§ WORK TASK 1
Write out the passage of the olfactory bulb article verbatim, starting at "Using an innovative" and ending at "mediate olfactory memory.".
§ WORK TASK 2
According to the olfactory bulb article, long-term potentiation is the leading candidate to explain how we store information about certain things. List those things.
§ WORK TASK 3
Proceed with the article on long-term potentiation in the olfactory bulb from the point where it stops.

§ EXCERPTED TEXT
*****
Neuroscientists discover long-term potentiation in the olfactory bulb
May 3, 2009Ben W. Strowbridge, Ph.D, associate professor of Neuroscience and Physiology/Biophysics, and Yuan Gao, a Ph.D. student in the neurosciences program at Case Western Reserve University School of Medicine, are the first to discover a form of synaptic memory in the olfactory bulb, the part of the brain that processes the sense of smell.
Their study, entitled "Long-term plasticity of excitatory inputs to granule cells in the rat olfactory bulb" will be published in the June 2009 issue of Nature Neuroscience and is currently available online.
In the 1970s, scientists discovered that elemental connections between brain cells, called synapses, could change their strength following brief periods of activity. This process, called long-term potentiation (LTP), is the leading candidate to explain how we store information about specific places, names and events. While laboratories around the world have found LTP in nearly every part of the mammalian brain there was one glaring exception: the part of the brain that first processes the sense of smell, the olfactory bulb.
Gao, a fourth-year graduate student, had learned that damaging olfactory sensory pathways prevents sheep from forming selective bonds with her own lambs, causing them to adopt lambs from other mothers. This cued her curiosity as to how a mother ewe forms such a selective bond with her lamb within several hours of parturition, a bond that is primarily dependent on olfactory sensory recognition.
Using an innovative home-built laser microscope, Strowbridge and Gao were able to determine that the olfactory bulb does in fact have LTP. This specialized microscope used an advanced imaging technique called "2-photon excitation" which enabled the researchers to see entire brain cells and then test whether different types of inputs to the cell could mediate olfactory memory.
*****
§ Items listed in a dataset
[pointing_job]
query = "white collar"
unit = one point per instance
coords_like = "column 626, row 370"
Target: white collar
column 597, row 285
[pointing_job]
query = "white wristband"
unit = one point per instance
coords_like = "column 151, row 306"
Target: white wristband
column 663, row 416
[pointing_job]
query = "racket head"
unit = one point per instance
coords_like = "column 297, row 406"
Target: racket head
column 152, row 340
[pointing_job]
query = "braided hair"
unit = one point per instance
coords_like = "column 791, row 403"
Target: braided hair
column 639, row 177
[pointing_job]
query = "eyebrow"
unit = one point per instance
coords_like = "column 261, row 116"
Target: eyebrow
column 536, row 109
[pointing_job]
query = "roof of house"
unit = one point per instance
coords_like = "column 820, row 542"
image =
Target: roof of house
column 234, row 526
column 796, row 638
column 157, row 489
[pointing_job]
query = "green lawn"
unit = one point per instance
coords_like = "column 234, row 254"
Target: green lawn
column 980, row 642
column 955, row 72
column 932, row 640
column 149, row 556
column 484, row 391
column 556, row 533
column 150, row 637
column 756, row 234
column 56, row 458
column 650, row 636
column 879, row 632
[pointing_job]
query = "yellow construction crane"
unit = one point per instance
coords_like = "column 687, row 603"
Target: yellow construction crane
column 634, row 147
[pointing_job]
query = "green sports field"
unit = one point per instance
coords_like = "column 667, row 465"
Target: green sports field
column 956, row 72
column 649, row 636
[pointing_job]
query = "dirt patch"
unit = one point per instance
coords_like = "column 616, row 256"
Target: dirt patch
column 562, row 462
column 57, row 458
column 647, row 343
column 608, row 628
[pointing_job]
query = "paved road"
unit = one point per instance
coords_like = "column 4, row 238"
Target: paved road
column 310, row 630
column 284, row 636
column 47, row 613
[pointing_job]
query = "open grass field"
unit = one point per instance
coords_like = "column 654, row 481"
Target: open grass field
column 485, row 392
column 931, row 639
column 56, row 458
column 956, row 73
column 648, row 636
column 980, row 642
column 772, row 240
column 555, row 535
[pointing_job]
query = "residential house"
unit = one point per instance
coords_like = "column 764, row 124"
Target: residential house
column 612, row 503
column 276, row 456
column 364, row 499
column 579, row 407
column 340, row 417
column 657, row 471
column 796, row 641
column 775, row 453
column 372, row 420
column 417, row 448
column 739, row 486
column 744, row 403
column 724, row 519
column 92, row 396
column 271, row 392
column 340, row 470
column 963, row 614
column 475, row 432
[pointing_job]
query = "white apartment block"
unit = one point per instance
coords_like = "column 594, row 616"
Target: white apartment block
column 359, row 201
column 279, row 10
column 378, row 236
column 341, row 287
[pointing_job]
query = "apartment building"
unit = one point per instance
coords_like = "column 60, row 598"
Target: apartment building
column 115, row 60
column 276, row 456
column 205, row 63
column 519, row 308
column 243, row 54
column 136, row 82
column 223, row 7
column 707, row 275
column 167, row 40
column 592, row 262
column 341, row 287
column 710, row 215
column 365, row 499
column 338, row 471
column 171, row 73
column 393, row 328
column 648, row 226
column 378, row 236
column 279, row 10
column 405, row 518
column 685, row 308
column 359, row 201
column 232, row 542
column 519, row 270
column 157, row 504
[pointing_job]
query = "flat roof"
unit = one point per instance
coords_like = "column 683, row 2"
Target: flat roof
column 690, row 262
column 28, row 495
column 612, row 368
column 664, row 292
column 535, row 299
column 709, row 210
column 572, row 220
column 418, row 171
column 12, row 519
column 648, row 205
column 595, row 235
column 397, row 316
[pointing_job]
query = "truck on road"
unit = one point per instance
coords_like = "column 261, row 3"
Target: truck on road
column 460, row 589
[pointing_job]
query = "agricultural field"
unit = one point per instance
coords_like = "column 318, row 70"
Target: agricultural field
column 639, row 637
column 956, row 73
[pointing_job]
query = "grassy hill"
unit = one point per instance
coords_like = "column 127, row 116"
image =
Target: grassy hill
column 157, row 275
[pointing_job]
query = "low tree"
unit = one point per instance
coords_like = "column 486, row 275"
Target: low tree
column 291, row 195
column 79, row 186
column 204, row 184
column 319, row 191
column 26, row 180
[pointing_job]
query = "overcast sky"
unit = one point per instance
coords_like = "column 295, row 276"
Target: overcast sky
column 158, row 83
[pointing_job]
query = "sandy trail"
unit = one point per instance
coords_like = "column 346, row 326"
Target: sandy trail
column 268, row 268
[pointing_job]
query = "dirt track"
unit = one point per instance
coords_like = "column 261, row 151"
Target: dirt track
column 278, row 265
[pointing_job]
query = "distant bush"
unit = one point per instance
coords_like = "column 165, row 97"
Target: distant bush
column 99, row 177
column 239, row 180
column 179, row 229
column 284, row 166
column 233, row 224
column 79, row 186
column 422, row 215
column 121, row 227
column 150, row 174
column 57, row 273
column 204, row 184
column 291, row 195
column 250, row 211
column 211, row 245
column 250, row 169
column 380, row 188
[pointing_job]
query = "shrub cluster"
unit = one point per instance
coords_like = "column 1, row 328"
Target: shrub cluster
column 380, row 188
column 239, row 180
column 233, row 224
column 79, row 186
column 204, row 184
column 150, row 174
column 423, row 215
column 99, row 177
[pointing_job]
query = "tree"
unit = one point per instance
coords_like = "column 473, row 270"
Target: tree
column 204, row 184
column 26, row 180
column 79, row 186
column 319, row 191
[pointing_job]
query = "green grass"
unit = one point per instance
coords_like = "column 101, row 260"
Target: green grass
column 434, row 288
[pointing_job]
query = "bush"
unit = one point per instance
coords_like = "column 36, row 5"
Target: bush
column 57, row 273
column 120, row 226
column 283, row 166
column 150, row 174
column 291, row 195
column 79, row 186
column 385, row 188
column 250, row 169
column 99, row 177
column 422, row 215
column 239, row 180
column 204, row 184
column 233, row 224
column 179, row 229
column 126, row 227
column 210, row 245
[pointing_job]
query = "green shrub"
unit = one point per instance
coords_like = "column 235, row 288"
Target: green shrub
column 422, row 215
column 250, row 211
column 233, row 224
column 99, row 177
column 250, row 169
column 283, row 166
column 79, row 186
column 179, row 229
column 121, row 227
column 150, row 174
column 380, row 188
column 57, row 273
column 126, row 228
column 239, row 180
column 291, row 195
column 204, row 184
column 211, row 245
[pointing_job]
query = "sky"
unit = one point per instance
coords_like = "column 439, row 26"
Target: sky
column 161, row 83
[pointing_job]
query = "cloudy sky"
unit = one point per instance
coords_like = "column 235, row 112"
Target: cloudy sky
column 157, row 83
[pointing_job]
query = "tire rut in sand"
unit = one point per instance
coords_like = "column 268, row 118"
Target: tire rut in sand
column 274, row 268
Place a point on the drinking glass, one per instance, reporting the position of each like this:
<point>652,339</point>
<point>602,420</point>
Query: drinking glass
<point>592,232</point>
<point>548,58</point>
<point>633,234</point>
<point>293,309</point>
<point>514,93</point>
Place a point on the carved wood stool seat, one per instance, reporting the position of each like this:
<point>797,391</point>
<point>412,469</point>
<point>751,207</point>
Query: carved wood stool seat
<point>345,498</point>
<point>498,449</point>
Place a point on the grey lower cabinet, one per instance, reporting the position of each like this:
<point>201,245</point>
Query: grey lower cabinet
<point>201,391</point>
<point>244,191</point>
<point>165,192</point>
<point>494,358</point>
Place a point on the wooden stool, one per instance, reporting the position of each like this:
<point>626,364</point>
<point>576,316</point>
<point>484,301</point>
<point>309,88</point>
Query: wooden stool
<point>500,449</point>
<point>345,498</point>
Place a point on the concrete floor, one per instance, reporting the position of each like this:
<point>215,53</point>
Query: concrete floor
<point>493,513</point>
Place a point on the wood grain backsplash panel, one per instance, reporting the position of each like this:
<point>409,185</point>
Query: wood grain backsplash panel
*****
§ YOUR RESPONSE 1
Using an innovative home-built laser microscope, Strowbridge and Gao were able to determine that the olfactory bulb does in fact have LTP. This specialized microscope used an advanced imaging technique called "2-photon excitation" which enabled the researchers to see entire brain cells and then test whether different types of inputs to the cell could mediate olfactory memory.

§ YOUR RESPONSE 2
Specific places, names and events

§ YOUR RESPONSE 3
"The real surprise in the study was the specific brain connection that changed following experience. It was a rarely-studied brain projection from the cortex back to the olfactory bulb" said Strowbridge.
Neuroscientists commonly believe that the way the brain processes information is similar to climbing a pyramid—starting from the bottom and working up to the top. All of the sensory systems have a large number of low-level cells that do very simple things (forming the base of the pyramid), and then they feed their results to brain areas higher up the pyramid. The brain cells in these "higher" regions begin to reflect abstract concepts, such as the shape of human faces, in the visual system or melodies in the auditory system. The brain areas related to our conscious perception of the world are presumably at the top of pyramid.
However, the Case Western Reserve University researchers found that the brain circuit had the ability to change with experience was unexpectedly a connection from high in the pyramid (the olfactory cortex) back to a lower level (the olfactory bulb).
One of the implications of Strowbridge and Gao's work is that the brain may learn about different smells by having higher brain areas first make a prediction about which scent it might be, and then test that prediction against the actual sensory data coming into the brain.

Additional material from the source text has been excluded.